WRITTEN PROBLEM: Copy out every row below word for word, leaving out the pictures.

RECORDS PROVIDED:

════

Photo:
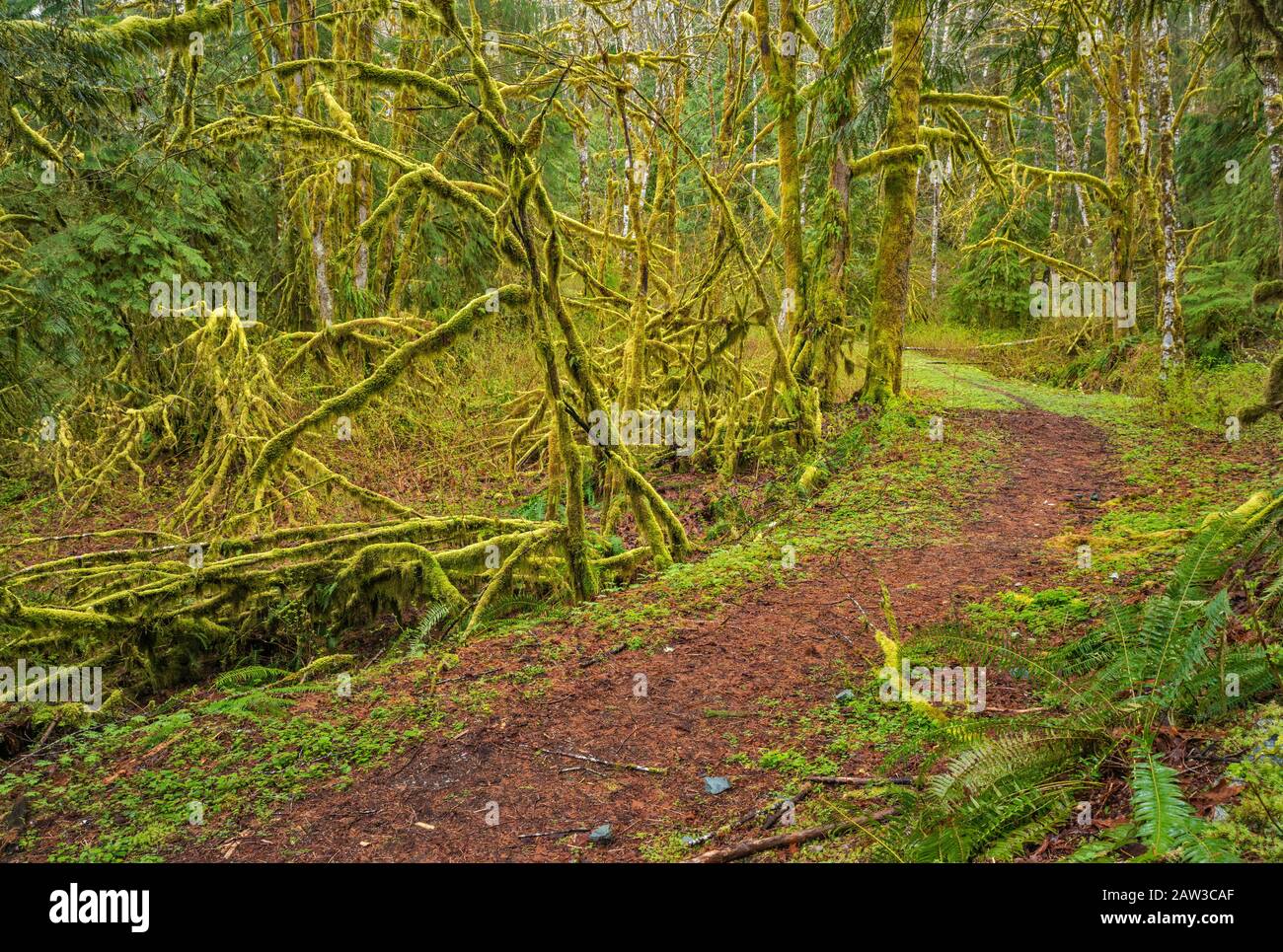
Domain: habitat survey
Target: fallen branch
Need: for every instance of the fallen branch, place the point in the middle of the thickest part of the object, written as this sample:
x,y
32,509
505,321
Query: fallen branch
x,y
604,764
865,780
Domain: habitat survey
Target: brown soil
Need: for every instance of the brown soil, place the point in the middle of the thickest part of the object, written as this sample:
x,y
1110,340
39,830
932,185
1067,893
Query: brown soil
x,y
795,644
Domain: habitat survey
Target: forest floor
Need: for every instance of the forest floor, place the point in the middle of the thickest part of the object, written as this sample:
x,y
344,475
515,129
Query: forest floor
x,y
742,665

════

WRITTEN REPLY:
Photo:
Domain: habitat survey
Target: fallen branch
Need: for every instance of the fallen branch, place the point in the middle of the thickest part of the object, written as this sample:
x,y
32,509
505,321
Query: fallen branch
x,y
604,764
865,780
Domain: habitat survey
Target: brown soil
Need: for every instance of the brown soil, place the point in the middle of the thickest part of the object, written as this sample:
x,y
1110,340
39,830
932,185
1067,893
Query: brown soil
x,y
795,644
Domain: habitat survey
Target: forest floor
Need: for every instance of the forest floor, place the point in the middle of the thickest part of the object, written as this sample:
x,y
344,475
515,129
Query: forest floor
x,y
742,665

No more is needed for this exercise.